**Instrucciones**
**A)** Según el texto sobre el marketing del miedo en la venta de fármacos, ¿qué sueño tuvo durante mucho tiempo el director ejecutivo de Merck, Henry Gadsden?
**B)** Repite un fragmento del texto sobre el marketing del miedo en la venta de fármacos: empieza en las palabras que contienen "El miedo a sufrir" y detente después de "con medicación fuerte.".
**C)** ¿Puedes seguir escribiendo el texto sobre el marketing del miedo en la venta de fármacos a partir de su última oración?

======== Texto proporcionado ========

Cerca de su jubilación, el agresivo director ejecutivo de Merck, Henry Gadsden, dijo que le disgustaba que los mercados potenciales de la compañía se hubieran limitado a las personas enfermas y afirmó que durante mucho tiempo su sueño había sido fabricar medicamentos para gente sana, ya que de ese modo, Merck habría podido “vender a todo el mundo”. Después de tres décadas el sueño de Gadsden se ha hecho realidad, tal como afirma Ray Moynihan en su libro “Medicamentos que nos enferman”.
“Es el marketing del miedo el que está en la base de las estrategias promocionales para vender fármacos.
El miedo a sufrir ataques al corazón se utilizó para vender a las mujeres que la menopausia es una enfermedad que requiere una sustitución hormonal.
El miedo al suicidio entre los jóvenes se utiliza para vender a los padres la idea de que incluso las depresiones leves deben tratarse con medicación fuerte.
El miedo a una muerte prematura se utiliza para vender el colesterol alto como algo que automáticamente requiere una receta médica. Irónicamente, sin embargo, los ultra promocionados medicamentos provocan a veces el mismo daño que supuestamente curan.”
Ante esta situación, parece como si los médicos hubiésemos ocupado el “nicho ecológico” de meter miedo a la población que han dejado los sacerdotes del catolicismo integrista o nacionalcatolicismo, sustituyendo el “miedo a las consecuencias del pecado” por el “miedo a las consecuencias de la enfermedad” o lo que es peor a los famosos y temidos “factores de riesgo”, como la hipertensión y el colesterol por citar los mas famosos y lucrativos para la industria farmacéutica y sus colaboradores (lideres de opinión, “expertos”, etc)

======== Información extraída ========

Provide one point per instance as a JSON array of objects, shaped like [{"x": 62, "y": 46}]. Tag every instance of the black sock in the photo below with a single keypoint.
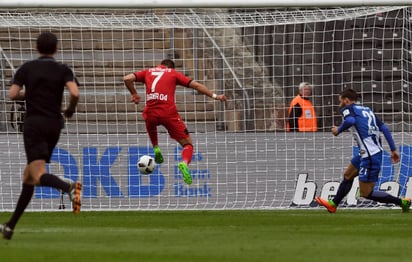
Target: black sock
[
  {"x": 384, "y": 197},
  {"x": 24, "y": 199},
  {"x": 54, "y": 181},
  {"x": 343, "y": 190}
]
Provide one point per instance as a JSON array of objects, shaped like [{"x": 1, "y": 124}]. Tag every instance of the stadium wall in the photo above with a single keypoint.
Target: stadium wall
[{"x": 252, "y": 171}]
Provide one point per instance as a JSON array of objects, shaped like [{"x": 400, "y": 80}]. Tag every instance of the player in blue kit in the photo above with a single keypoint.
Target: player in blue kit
[{"x": 366, "y": 129}]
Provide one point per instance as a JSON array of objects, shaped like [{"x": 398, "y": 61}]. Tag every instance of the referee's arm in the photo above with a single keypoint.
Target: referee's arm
[{"x": 16, "y": 92}]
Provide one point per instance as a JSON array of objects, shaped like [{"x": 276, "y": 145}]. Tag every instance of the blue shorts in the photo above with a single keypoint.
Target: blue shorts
[
  {"x": 356, "y": 161},
  {"x": 370, "y": 168}
]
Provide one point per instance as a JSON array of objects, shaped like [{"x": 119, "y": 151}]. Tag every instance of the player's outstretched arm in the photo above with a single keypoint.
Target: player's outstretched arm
[
  {"x": 129, "y": 83},
  {"x": 204, "y": 90}
]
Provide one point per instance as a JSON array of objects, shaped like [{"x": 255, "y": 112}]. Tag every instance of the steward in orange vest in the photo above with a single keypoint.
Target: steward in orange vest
[{"x": 302, "y": 115}]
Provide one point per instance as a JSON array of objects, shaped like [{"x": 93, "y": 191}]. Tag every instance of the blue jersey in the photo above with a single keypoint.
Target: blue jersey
[{"x": 365, "y": 128}]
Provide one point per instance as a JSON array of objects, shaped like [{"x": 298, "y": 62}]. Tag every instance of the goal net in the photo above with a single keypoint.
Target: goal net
[{"x": 244, "y": 158}]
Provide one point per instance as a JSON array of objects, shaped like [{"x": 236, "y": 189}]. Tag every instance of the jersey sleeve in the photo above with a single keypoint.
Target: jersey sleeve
[{"x": 19, "y": 76}]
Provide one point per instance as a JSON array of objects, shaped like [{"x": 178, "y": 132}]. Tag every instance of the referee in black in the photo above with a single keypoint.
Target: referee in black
[{"x": 44, "y": 80}]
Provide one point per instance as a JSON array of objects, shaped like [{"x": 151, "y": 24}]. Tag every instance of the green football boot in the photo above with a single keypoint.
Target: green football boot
[{"x": 186, "y": 172}]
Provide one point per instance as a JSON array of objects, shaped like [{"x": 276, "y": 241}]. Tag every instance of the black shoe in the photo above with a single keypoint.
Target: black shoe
[{"x": 7, "y": 231}]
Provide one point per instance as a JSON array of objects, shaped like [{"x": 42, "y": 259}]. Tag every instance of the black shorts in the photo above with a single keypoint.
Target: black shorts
[{"x": 41, "y": 135}]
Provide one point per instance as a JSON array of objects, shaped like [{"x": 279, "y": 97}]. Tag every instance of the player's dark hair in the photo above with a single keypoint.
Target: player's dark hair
[
  {"x": 168, "y": 62},
  {"x": 350, "y": 94},
  {"x": 47, "y": 43}
]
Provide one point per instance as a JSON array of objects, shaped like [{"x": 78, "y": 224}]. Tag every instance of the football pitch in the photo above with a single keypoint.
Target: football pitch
[{"x": 227, "y": 235}]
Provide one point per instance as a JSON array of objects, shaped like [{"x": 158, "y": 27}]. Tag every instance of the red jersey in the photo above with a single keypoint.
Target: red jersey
[{"x": 161, "y": 83}]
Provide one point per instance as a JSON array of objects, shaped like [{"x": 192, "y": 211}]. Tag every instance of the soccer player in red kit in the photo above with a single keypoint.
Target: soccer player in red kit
[{"x": 160, "y": 109}]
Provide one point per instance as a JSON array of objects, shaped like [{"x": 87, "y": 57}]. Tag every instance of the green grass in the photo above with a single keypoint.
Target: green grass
[{"x": 283, "y": 235}]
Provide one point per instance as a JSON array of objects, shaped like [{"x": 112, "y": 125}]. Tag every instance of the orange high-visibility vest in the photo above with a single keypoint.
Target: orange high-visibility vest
[{"x": 307, "y": 122}]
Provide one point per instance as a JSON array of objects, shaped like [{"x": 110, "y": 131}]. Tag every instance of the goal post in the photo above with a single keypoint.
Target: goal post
[{"x": 244, "y": 158}]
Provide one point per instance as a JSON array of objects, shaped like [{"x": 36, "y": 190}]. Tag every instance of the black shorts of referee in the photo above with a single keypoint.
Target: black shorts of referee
[{"x": 41, "y": 135}]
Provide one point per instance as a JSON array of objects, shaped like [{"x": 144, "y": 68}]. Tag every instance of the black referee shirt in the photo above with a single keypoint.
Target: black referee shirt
[{"x": 44, "y": 80}]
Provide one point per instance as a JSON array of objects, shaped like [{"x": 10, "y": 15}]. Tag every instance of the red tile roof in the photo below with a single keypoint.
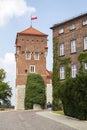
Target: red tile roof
[{"x": 32, "y": 31}]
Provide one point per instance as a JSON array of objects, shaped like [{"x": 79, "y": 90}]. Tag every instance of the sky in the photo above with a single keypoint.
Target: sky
[{"x": 15, "y": 17}]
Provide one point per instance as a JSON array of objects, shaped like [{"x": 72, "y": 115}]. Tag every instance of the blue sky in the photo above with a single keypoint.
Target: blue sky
[{"x": 15, "y": 17}]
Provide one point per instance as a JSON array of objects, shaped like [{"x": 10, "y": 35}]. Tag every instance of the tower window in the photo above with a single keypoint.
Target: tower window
[
  {"x": 32, "y": 68},
  {"x": 36, "y": 56},
  {"x": 28, "y": 56}
]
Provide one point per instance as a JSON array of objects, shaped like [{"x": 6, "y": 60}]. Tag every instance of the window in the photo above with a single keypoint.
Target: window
[
  {"x": 61, "y": 30},
  {"x": 36, "y": 56},
  {"x": 61, "y": 49},
  {"x": 86, "y": 66},
  {"x": 72, "y": 26},
  {"x": 62, "y": 72},
  {"x": 28, "y": 56},
  {"x": 85, "y": 43},
  {"x": 32, "y": 68},
  {"x": 74, "y": 71},
  {"x": 73, "y": 46},
  {"x": 84, "y": 22}
]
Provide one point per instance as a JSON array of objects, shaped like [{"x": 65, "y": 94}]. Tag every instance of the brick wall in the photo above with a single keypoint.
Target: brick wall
[{"x": 32, "y": 44}]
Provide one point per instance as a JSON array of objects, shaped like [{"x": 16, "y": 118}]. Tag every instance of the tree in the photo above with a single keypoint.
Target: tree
[
  {"x": 2, "y": 74},
  {"x": 5, "y": 90},
  {"x": 55, "y": 75},
  {"x": 35, "y": 91}
]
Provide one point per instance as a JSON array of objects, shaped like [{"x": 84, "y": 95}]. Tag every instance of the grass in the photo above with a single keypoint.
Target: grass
[{"x": 59, "y": 112}]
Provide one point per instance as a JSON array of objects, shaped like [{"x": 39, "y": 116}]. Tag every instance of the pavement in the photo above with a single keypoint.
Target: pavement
[{"x": 69, "y": 121}]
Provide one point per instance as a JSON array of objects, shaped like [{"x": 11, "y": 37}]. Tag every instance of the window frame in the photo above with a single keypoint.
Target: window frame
[
  {"x": 85, "y": 43},
  {"x": 30, "y": 69},
  {"x": 72, "y": 26},
  {"x": 61, "y": 30},
  {"x": 62, "y": 72},
  {"x": 85, "y": 66},
  {"x": 35, "y": 56},
  {"x": 61, "y": 49},
  {"x": 84, "y": 22},
  {"x": 28, "y": 57},
  {"x": 73, "y": 46}
]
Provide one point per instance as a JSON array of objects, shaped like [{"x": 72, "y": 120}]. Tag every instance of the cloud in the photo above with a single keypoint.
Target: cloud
[
  {"x": 10, "y": 8},
  {"x": 8, "y": 64}
]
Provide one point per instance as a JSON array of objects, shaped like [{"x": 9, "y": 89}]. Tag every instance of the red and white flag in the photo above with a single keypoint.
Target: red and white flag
[{"x": 33, "y": 18}]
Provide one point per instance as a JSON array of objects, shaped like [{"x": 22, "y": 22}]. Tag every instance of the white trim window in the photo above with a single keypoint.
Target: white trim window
[
  {"x": 62, "y": 72},
  {"x": 61, "y": 49},
  {"x": 85, "y": 65},
  {"x": 84, "y": 22},
  {"x": 61, "y": 30},
  {"x": 74, "y": 70},
  {"x": 85, "y": 43},
  {"x": 32, "y": 68},
  {"x": 28, "y": 56},
  {"x": 36, "y": 56},
  {"x": 73, "y": 46},
  {"x": 72, "y": 26}
]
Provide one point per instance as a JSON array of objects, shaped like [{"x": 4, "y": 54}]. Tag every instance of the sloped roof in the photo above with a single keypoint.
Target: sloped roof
[{"x": 32, "y": 31}]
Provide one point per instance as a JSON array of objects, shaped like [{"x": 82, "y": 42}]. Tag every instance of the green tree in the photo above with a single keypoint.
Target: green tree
[
  {"x": 35, "y": 91},
  {"x": 2, "y": 74},
  {"x": 55, "y": 75},
  {"x": 73, "y": 93},
  {"x": 5, "y": 90}
]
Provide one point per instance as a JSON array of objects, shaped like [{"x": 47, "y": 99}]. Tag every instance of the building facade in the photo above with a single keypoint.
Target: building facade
[
  {"x": 31, "y": 52},
  {"x": 72, "y": 40}
]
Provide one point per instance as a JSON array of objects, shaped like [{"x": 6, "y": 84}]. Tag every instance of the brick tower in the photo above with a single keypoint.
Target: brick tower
[{"x": 31, "y": 51}]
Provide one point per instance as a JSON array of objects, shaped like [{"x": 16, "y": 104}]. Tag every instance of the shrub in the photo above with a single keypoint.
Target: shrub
[
  {"x": 73, "y": 93},
  {"x": 35, "y": 91}
]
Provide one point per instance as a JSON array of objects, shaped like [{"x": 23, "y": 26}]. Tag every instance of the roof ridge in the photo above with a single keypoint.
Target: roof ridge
[{"x": 32, "y": 31}]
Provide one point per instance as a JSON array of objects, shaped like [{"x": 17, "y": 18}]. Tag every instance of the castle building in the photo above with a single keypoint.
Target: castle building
[
  {"x": 31, "y": 52},
  {"x": 72, "y": 40}
]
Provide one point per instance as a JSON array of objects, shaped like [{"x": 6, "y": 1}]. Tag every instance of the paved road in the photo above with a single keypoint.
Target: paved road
[{"x": 28, "y": 120}]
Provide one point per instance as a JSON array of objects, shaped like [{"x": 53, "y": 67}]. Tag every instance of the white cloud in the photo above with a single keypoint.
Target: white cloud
[
  {"x": 8, "y": 64},
  {"x": 10, "y": 8}
]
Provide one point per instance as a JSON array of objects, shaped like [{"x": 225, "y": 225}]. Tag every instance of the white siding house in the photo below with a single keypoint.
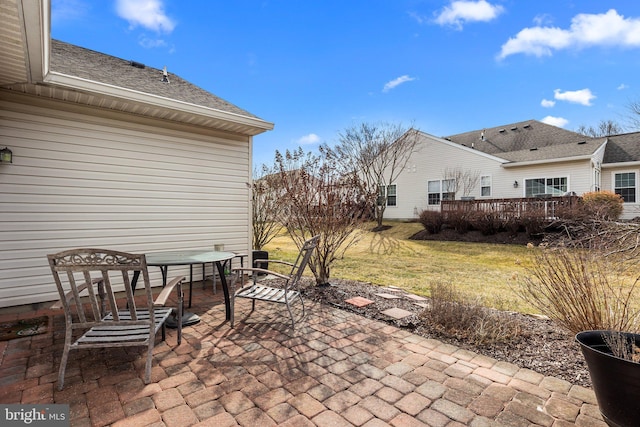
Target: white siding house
[
  {"x": 525, "y": 159},
  {"x": 113, "y": 158}
]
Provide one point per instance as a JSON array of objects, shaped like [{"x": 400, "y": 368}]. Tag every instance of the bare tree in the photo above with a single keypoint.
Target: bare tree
[
  {"x": 604, "y": 128},
  {"x": 460, "y": 179},
  {"x": 320, "y": 201},
  {"x": 266, "y": 206},
  {"x": 634, "y": 114},
  {"x": 377, "y": 153}
]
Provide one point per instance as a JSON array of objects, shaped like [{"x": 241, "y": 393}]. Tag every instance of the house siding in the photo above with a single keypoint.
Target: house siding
[
  {"x": 433, "y": 156},
  {"x": 428, "y": 162},
  {"x": 631, "y": 210},
  {"x": 120, "y": 181},
  {"x": 579, "y": 174}
]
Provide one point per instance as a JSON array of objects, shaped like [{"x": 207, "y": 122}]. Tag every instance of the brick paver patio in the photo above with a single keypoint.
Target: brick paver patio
[{"x": 335, "y": 369}]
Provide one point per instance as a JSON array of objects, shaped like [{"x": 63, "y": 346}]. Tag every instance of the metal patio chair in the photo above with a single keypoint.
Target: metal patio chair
[
  {"x": 287, "y": 294},
  {"x": 87, "y": 281}
]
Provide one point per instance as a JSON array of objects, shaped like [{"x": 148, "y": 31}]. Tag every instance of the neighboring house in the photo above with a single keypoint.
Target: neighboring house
[
  {"x": 109, "y": 153},
  {"x": 524, "y": 159}
]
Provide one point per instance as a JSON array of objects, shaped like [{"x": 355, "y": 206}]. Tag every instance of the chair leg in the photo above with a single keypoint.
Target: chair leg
[
  {"x": 147, "y": 368},
  {"x": 302, "y": 302},
  {"x": 65, "y": 357},
  {"x": 293, "y": 322}
]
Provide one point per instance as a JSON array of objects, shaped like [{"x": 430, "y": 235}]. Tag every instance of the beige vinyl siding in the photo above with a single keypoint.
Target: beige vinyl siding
[
  {"x": 579, "y": 174},
  {"x": 428, "y": 162},
  {"x": 631, "y": 210},
  {"x": 123, "y": 182}
]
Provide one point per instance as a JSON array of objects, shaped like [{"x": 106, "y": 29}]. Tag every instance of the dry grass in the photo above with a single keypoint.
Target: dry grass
[
  {"x": 457, "y": 315},
  {"x": 486, "y": 271},
  {"x": 583, "y": 289}
]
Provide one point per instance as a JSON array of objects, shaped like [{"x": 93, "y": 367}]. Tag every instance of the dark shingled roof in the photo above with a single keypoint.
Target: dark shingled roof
[
  {"x": 526, "y": 141},
  {"x": 623, "y": 148},
  {"x": 95, "y": 66}
]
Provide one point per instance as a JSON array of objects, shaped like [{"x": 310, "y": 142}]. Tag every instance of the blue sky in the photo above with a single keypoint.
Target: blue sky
[{"x": 315, "y": 68}]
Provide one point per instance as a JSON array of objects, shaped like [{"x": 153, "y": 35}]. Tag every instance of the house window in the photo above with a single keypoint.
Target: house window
[
  {"x": 433, "y": 192},
  {"x": 389, "y": 195},
  {"x": 485, "y": 185},
  {"x": 448, "y": 189},
  {"x": 441, "y": 190},
  {"x": 625, "y": 185},
  {"x": 538, "y": 186}
]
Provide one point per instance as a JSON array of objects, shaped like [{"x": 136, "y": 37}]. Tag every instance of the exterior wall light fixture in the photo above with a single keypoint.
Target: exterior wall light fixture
[{"x": 6, "y": 156}]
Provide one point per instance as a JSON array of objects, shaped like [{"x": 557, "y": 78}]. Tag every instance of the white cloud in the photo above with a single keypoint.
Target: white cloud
[
  {"x": 462, "y": 11},
  {"x": 146, "y": 13},
  {"x": 312, "y": 138},
  {"x": 148, "y": 43},
  {"x": 67, "y": 10},
  {"x": 419, "y": 19},
  {"x": 547, "y": 103},
  {"x": 586, "y": 30},
  {"x": 582, "y": 96},
  {"x": 397, "y": 82},
  {"x": 555, "y": 121}
]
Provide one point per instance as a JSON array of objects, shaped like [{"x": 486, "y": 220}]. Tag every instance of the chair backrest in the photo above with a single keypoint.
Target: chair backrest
[
  {"x": 87, "y": 280},
  {"x": 303, "y": 259}
]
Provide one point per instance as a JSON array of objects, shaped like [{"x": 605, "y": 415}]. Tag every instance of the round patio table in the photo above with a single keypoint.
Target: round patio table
[{"x": 190, "y": 257}]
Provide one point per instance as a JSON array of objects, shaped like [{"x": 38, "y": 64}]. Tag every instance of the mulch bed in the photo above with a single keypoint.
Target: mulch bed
[{"x": 542, "y": 347}]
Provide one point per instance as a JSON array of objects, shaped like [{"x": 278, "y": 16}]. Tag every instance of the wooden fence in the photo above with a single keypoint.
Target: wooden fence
[{"x": 547, "y": 207}]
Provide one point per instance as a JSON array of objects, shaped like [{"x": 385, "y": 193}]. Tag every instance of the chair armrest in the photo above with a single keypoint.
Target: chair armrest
[
  {"x": 259, "y": 270},
  {"x": 69, "y": 295},
  {"x": 162, "y": 297},
  {"x": 274, "y": 261}
]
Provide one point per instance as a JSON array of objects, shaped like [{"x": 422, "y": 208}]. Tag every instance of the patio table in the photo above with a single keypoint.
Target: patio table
[{"x": 190, "y": 257}]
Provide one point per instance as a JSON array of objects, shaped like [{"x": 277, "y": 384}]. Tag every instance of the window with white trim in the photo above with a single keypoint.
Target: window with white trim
[
  {"x": 485, "y": 185},
  {"x": 624, "y": 184},
  {"x": 433, "y": 192},
  {"x": 539, "y": 186},
  {"x": 440, "y": 190},
  {"x": 448, "y": 189},
  {"x": 387, "y": 194}
]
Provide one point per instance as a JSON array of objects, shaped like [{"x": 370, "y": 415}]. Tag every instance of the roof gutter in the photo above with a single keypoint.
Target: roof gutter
[
  {"x": 111, "y": 91},
  {"x": 36, "y": 24},
  {"x": 620, "y": 165},
  {"x": 546, "y": 161}
]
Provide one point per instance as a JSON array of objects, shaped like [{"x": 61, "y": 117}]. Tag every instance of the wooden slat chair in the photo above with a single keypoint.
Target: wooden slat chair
[
  {"x": 86, "y": 280},
  {"x": 287, "y": 294}
]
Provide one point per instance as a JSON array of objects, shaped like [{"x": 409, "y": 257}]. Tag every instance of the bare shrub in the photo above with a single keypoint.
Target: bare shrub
[
  {"x": 459, "y": 221},
  {"x": 582, "y": 289},
  {"x": 603, "y": 205},
  {"x": 533, "y": 221},
  {"x": 431, "y": 220},
  {"x": 487, "y": 223},
  {"x": 451, "y": 313}
]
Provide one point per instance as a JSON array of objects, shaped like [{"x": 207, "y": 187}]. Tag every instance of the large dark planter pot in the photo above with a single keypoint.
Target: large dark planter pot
[
  {"x": 260, "y": 255},
  {"x": 616, "y": 381}
]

========

**Lista de respuestas**
**A)** Fabricar medicamentos para gente sana, para así poder "vender a todo el mundo".

**B)**
El miedo a sufrir ataques al corazón se utilizó para vender a las mujeres que la menopausia es una enfermedad que requiere una sustitución hormonal.
El miedo al suicidio entre los jóvenes se utiliza para vender a los padres la idea de que incluso las depresiones leves deben tratarse con medicación fuerte.

**C)**
A propósito de “los factores de riesgo” los estudios realizados en Framingham, pequeña ciudad estadounidense de la costa del Pacífico produjeron un cambio de paradigma, consistente en proporcionar tratamiento a los sanos, con carácter preventivo y universal, por más ineficiente que fuese.
Basándose en este proyecto las autoridades norteamericanas establecieron unas normas unificadas en cuanto a los valores del hemograma que expresarían cuando un sujeto dejaba de estar sano para figurar entre los necesitados de terapia.
La industria no ha regateado en medios para justificar la conveniencia de la reducción del colesterol o las cifras de tensión arterial.
Bristol-Myers-Squibb invirtieron 45 millones de dólares en el estudio Glasgow.
Se inició en 1990. Formó dos grupos con un total de 6500 hombres de edades comprendidas entre los 45 y los 65 años, afectados por un nivel de colesterol en sangre > 250 mg/dl. A los 5 años el grupo tratado con el fármaco reductor había rebajado sus niveles en un 20%. El otro grupo que recibió un placebo, presentaba prácticamente los mismos valores que al inicio del estudio.
Lo  curioso fue que apenas hubo diferencias en ambos grupos en cuanto al riesgo cardiovascular.
Borgers ha calculado la eficacia que se obtiene a cambio de un enorme gasto:
Tratando a 1000 personas durante 5 años, se evitarían en este grupo de edad 7 fallecimientos debidos a enfermedades cardiovasculares, o lo que es lo mismo habríamos tratado sin utilidad alguna a 993. Y las 1000 se habrían expuesto además al riesgo de los efectos secundarios: trastornos gástricos, estreñimiento, sensación de hinchazón, lesiones hepáticas en algunos casos, rabdomiolisis, a veces letal.
La “eficacia” de los reductores del colesterol está únicamente documentada en individuos de hasta 65 años de edad, pero no por eso dejan de administrarse a personas de edades superiores.
Irwin Schatz: “Nosotros ignoramos cómo se explican estos resultados (un estudio en mayores de 65 años presentaron índices de mortalidad cada vez mayores a medida que se les bajaba el colesterol). Lo único que ha quedado claro es que científicamente no tiene base el tratar de rebajar el colesterol en pacientes de la tercera edad.” Lancet 2001.
Sin embargo, a pesar de estas evidencias, seguimos utilizando el miedo y ampliando el negocio al tiempo que se reducen las cifras “normales” y no se tiene en consideración la edad de los pacientes a lo hora de prescribir medicamentos.